>> BEGIN

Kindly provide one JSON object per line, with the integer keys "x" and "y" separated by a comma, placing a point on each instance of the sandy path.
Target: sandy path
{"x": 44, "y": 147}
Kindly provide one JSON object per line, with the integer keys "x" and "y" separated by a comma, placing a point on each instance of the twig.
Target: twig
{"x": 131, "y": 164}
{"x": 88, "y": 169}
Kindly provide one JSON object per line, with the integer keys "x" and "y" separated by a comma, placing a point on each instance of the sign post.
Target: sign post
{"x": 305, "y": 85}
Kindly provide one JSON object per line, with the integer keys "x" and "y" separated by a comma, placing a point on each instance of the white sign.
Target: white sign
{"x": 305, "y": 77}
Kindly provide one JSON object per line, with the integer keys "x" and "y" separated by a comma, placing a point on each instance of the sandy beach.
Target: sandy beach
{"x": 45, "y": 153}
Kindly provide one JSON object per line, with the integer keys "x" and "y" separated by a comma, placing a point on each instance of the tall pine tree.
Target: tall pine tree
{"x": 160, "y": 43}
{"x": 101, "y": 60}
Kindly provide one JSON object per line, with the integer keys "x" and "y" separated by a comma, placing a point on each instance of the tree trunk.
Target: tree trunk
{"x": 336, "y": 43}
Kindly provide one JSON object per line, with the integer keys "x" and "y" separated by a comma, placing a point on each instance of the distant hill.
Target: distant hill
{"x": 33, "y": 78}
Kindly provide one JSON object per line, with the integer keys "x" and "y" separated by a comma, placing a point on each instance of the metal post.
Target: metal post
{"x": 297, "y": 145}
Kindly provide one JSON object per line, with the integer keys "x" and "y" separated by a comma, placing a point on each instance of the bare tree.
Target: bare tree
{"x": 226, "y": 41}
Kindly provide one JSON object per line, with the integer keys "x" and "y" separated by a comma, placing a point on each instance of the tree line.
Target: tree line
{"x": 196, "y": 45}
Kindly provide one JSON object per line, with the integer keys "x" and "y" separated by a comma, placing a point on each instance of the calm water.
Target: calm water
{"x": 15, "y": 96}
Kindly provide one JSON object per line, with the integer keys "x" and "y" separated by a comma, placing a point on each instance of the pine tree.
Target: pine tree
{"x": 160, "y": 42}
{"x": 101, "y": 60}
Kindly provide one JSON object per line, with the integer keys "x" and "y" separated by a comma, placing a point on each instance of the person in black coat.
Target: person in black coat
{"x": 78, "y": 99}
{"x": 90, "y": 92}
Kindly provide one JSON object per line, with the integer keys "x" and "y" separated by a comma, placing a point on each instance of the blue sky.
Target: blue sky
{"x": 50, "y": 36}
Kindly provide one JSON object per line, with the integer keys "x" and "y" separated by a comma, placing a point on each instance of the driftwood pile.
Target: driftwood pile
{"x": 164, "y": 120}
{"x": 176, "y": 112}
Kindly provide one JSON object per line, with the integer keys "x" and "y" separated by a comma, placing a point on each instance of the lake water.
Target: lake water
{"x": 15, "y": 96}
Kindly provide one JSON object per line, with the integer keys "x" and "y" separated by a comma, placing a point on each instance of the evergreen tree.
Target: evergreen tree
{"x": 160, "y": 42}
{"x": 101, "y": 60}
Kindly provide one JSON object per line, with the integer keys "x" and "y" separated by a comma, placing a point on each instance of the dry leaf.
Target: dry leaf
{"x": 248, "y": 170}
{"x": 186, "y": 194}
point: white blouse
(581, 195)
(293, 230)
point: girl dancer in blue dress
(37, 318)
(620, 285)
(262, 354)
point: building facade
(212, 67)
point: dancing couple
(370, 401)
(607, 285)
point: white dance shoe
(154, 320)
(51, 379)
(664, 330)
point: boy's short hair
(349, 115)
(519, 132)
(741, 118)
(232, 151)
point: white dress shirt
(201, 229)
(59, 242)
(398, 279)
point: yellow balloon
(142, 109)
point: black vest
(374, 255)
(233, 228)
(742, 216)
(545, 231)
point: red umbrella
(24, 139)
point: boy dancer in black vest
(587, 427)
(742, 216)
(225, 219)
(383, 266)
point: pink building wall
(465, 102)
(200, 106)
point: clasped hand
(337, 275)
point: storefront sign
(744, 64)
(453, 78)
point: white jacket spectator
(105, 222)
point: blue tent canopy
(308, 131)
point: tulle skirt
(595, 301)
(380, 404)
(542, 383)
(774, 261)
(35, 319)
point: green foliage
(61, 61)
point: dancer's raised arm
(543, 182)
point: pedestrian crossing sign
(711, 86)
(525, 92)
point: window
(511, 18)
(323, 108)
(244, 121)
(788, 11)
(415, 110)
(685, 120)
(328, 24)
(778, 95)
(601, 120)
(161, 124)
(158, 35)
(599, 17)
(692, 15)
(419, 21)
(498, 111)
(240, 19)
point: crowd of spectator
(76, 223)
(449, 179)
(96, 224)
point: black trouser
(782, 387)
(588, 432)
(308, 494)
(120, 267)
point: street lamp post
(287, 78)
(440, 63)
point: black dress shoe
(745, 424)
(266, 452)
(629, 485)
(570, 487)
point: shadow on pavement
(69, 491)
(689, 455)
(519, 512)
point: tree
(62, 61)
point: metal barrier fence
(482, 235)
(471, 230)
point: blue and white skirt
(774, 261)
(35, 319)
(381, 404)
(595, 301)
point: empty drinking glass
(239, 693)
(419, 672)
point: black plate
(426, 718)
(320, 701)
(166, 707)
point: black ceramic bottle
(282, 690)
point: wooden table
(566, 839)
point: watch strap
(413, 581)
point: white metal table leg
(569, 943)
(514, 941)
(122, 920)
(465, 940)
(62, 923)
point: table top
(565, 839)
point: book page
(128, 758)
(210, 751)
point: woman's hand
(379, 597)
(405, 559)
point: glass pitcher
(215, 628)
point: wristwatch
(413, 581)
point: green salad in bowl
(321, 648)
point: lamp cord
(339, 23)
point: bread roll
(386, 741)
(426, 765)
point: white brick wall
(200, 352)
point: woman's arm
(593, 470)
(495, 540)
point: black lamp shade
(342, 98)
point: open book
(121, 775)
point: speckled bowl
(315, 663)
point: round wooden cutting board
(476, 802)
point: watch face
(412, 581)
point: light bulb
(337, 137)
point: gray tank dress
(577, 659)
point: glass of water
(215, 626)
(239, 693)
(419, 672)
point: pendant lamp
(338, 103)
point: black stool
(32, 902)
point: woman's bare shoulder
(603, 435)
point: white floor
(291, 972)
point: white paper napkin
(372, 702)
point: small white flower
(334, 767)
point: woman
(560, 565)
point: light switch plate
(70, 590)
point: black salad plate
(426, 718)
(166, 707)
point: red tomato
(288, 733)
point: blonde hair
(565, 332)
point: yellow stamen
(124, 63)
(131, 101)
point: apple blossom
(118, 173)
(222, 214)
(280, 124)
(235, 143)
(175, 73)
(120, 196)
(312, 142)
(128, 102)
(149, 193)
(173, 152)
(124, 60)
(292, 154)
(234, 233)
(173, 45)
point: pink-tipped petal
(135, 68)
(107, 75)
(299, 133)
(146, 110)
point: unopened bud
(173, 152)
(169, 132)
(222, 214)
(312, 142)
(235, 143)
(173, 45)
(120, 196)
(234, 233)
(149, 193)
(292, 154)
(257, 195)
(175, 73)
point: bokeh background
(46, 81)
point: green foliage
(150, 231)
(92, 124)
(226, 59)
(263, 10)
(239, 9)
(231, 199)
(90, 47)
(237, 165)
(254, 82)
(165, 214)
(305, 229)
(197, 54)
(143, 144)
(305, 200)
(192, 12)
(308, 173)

>> END

Give all of the lines in the records above as a JSON list of strings, with one string for each line and any blank lines left out.

[
  "Kindly provide one JSON object per line, with the integer keys \"x\" and \"y\" separated by a comma, placing a point on each instance of the sandy path.",
  "Target: sandy path",
  "{\"x\": 44, \"y\": 147}",
  "Kindly provide one JSON object per line, with the integer keys \"x\" and \"y\" separated by a comma, placing a point on each instance of the twig.",
  "Target: twig",
  "{\"x\": 131, \"y\": 164}",
  "{\"x\": 88, \"y\": 169}",
  "Kindly provide one JSON object per line, with the integer keys \"x\" and \"y\" separated by a comma, placing a point on each instance of the sign post.",
  "Target: sign post",
  "{\"x\": 305, \"y\": 85}",
  "Kindly provide one JSON object per line, with the integer keys \"x\" and \"y\" separated by a comma, placing a point on each instance of the white sign.",
  "Target: white sign",
  "{\"x\": 305, \"y\": 77}",
  "Kindly provide one JSON object per line, with the integer keys \"x\" and \"y\" separated by a comma, placing a point on each instance of the sandy beach.",
  "Target: sandy beach",
  "{\"x\": 45, \"y\": 153}",
  "Kindly provide one JSON object per line, with the integer keys \"x\" and \"y\" separated by a comma, placing a point on each instance of the tall pine tree.",
  "Target: tall pine tree",
  "{\"x\": 160, \"y\": 43}",
  "{\"x\": 101, \"y\": 60}",
  "Kindly provide one JSON object per line, with the integer keys \"x\" and \"y\" separated by a comma, placing a point on each instance of the tree trunk.",
  "Target: tree trunk",
  "{\"x\": 336, \"y\": 43}",
  "Kindly provide one JSON object per line, with the integer keys \"x\" and \"y\" separated by a comma, placing a point on each instance of the distant hill.",
  "Target: distant hill",
  "{\"x\": 33, \"y\": 78}",
  "Kindly provide one JSON object per line, with the integer keys \"x\" and \"y\" separated by a comma, placing a point on each instance of the metal post.",
  "Target: metal post",
  "{\"x\": 297, \"y\": 145}",
  "Kindly provide one JSON object per line, with the integer keys \"x\" and \"y\" separated by a comma, placing a point on each instance of the bare tree.",
  "Target: bare tree",
  "{\"x\": 226, \"y\": 41}",
  "Kindly provide one JSON object per line, with the integer keys \"x\" and \"y\" separated by a comma, placing a point on each instance of the tree line.",
  "Target: tree line",
  "{\"x\": 196, \"y\": 45}",
  "Kindly provide one JSON object per line, with the integer keys \"x\" and \"y\" separated by a comma, placing a point on each instance of the calm water.",
  "Target: calm water",
  "{\"x\": 15, \"y\": 96}",
  "Kindly provide one JSON object per line, with the integer keys \"x\" and \"y\" separated by a comma, placing a point on each instance of the pine tree.",
  "Target: pine tree",
  "{\"x\": 160, \"y\": 42}",
  "{\"x\": 101, \"y\": 60}",
  "Kindly provide one JSON object per line, with the integer keys \"x\" and \"y\" separated by a comma, placing a point on each instance of the person in black coat.",
  "Target: person in black coat",
  "{\"x\": 78, \"y\": 99}",
  "{\"x\": 90, \"y\": 92}",
  "Kindly provide one JSON object per line, with the integer keys \"x\" and \"y\" separated by a comma, placing a point on each instance of the blue sky.",
  "Target: blue sky",
  "{\"x\": 50, \"y\": 36}",
  "Kindly provide one JSON object per line, with the integer keys \"x\" and \"y\" separated by a comma, placing a point on each instance of the driftwood pile.",
  "Target: driftwood pile",
  "{\"x\": 164, \"y\": 120}",
  "{\"x\": 176, \"y\": 112}",
  "Kindly provide one JSON object per line, with the integer keys \"x\" and \"y\" separated by a comma, placing a point on each instance of the lake water.",
  "Target: lake water",
  "{\"x\": 15, \"y\": 96}",
  "Kindly provide one JSON object per line, with the integer keys \"x\" and \"y\" separated by a comma, placing a point on each instance of the evergreen tree.",
  "Target: evergreen tree",
  "{\"x\": 160, \"y\": 42}",
  "{\"x\": 101, \"y\": 60}",
  "Kindly provide one JSON object per line, with the integer keys \"x\" and \"y\" separated by a comma, placing a point on each instance of the dry leaf.",
  "Target: dry leaf",
  "{\"x\": 248, \"y\": 170}",
  "{\"x\": 186, \"y\": 194}",
  "point: white blouse",
  "(581, 195)",
  "(293, 230)",
  "point: girl dancer in blue dress",
  "(37, 318)",
  "(620, 285)",
  "(262, 354)",
  "point: building facade",
  "(212, 67)",
  "point: dancing couple",
  "(370, 401)",
  "(607, 285)",
  "point: white dance shoe",
  "(154, 320)",
  "(51, 379)",
  "(664, 330)",
  "point: boy's short hair",
  "(349, 115)",
  "(519, 132)",
  "(741, 118)",
  "(232, 151)",
  "point: white dress shirt",
  "(201, 229)",
  "(59, 242)",
  "(398, 279)",
  "point: yellow balloon",
  "(142, 109)",
  "point: black vest",
  "(374, 255)",
  "(233, 228)",
  "(742, 216)",
  "(545, 231)",
  "point: red umbrella",
  "(24, 139)",
  "point: boy dancer in black vest",
  "(587, 427)",
  "(742, 216)",
  "(225, 219)",
  "(383, 266)",
  "point: pink building wall",
  "(465, 102)",
  "(200, 106)",
  "point: clasped hand",
  "(337, 275)",
  "point: storefront sign",
  "(744, 64)",
  "(453, 78)",
  "point: white jacket spectator",
  "(105, 222)",
  "point: blue tent canopy",
  "(308, 131)",
  "point: tulle skirt",
  "(595, 301)",
  "(380, 404)",
  "(542, 383)",
  "(774, 261)",
  "(35, 319)",
  "point: green foliage",
  "(61, 61)",
  "point: dancer's raised arm",
  "(543, 182)",
  "point: pedestrian crossing sign",
  "(711, 86)",
  "(525, 92)",
  "point: window",
  "(511, 18)",
  "(323, 108)",
  "(244, 121)",
  "(788, 11)",
  "(415, 110)",
  "(685, 120)",
  "(328, 24)",
  "(778, 95)",
  "(601, 120)",
  "(161, 124)",
  "(158, 35)",
  "(599, 17)",
  "(692, 15)",
  "(419, 21)",
  "(498, 111)",
  "(240, 19)",
  "point: crowd of spectator",
  "(76, 223)",
  "(449, 179)",
  "(96, 224)",
  "point: black trouser",
  "(782, 387)",
  "(588, 432)",
  "(308, 494)",
  "(120, 267)",
  "point: street lamp post",
  "(287, 78)",
  "(440, 63)",
  "point: black dress shoe",
  "(745, 424)",
  "(266, 452)",
  "(629, 485)",
  "(570, 487)",
  "point: shadow on pavement",
  "(69, 491)",
  "(689, 455)",
  "(519, 512)",
  "point: tree",
  "(62, 61)",
  "point: metal barrier fence",
  "(482, 235)",
  "(471, 230)",
  "point: blue and white skirt",
  "(774, 261)",
  "(35, 319)",
  "(381, 404)",
  "(595, 301)",
  "point: empty drinking glass",
  "(239, 693)",
  "(419, 672)",
  "point: black plate",
  "(426, 718)",
  "(320, 701)",
  "(166, 707)",
  "point: black ceramic bottle",
  "(282, 690)",
  "point: wooden table",
  "(566, 839)",
  "point: watch strap",
  "(413, 581)",
  "point: white metal table leg",
  "(569, 943)",
  "(514, 941)",
  "(122, 920)",
  "(465, 940)",
  "(62, 923)",
  "point: table top",
  "(565, 839)",
  "point: book page",
  "(128, 758)",
  "(210, 751)",
  "point: woman's hand",
  "(379, 597)",
  "(405, 559)",
  "point: glass pitcher",
  "(215, 628)",
  "point: wristwatch",
  "(413, 581)",
  "point: green salad in bowl",
  "(321, 648)",
  "point: lamp cord",
  "(339, 23)",
  "point: bread roll",
  "(386, 741)",
  "(426, 765)",
  "point: white brick wall",
  "(200, 352)",
  "point: woman's arm",
  "(593, 470)",
  "(495, 540)",
  "point: black lamp shade",
  "(342, 98)",
  "point: open book",
  "(121, 775)",
  "point: speckled bowl",
  "(315, 663)",
  "point: round wooden cutting board",
  "(476, 802)",
  "point: watch face",
  "(412, 581)",
  "point: light bulb",
  "(337, 137)",
  "point: gray tank dress",
  "(577, 659)",
  "point: glass of water",
  "(215, 626)",
  "(239, 693)",
  "(419, 672)",
  "point: pendant lamp",
  "(338, 103)",
  "point: black stool",
  "(32, 902)",
  "point: woman's bare shoulder",
  "(603, 435)",
  "point: white floor",
  "(291, 972)",
  "point: white paper napkin",
  "(372, 702)",
  "point: small white flower",
  "(334, 767)",
  "point: woman",
  "(560, 565)",
  "point: light switch plate",
  "(70, 590)",
  "point: black salad plate",
  "(426, 718)",
  "(166, 707)",
  "point: red tomato",
  "(288, 733)",
  "point: blonde hair",
  "(565, 332)",
  "point: yellow stamen",
  "(124, 63)",
  "(131, 101)",
  "point: apple blossom",
  "(118, 173)",
  "(222, 214)",
  "(280, 124)",
  "(235, 143)",
  "(175, 73)",
  "(120, 196)",
  "(312, 142)",
  "(128, 102)",
  "(149, 193)",
  "(173, 152)",
  "(124, 60)",
  "(292, 154)",
  "(234, 233)",
  "(173, 45)",
  "point: pink-tipped petal",
  "(135, 68)",
  "(107, 75)",
  "(299, 133)",
  "(146, 110)",
  "point: unopened bud",
  "(173, 152)",
  "(169, 132)",
  "(222, 214)",
  "(312, 142)",
  "(235, 143)",
  "(173, 45)",
  "(120, 196)",
  "(234, 233)",
  "(149, 193)",
  "(292, 154)",
  "(257, 195)",
  "(175, 73)",
  "point: bokeh background",
  "(46, 81)",
  "point: green foliage",
  "(150, 231)",
  "(92, 124)",
  "(226, 59)",
  "(263, 10)",
  "(239, 9)",
  "(231, 199)",
  "(90, 47)",
  "(237, 165)",
  "(254, 82)",
  "(165, 214)",
  "(305, 229)",
  "(197, 54)",
  "(143, 144)",
  "(305, 200)",
  "(192, 12)",
  "(308, 173)"
]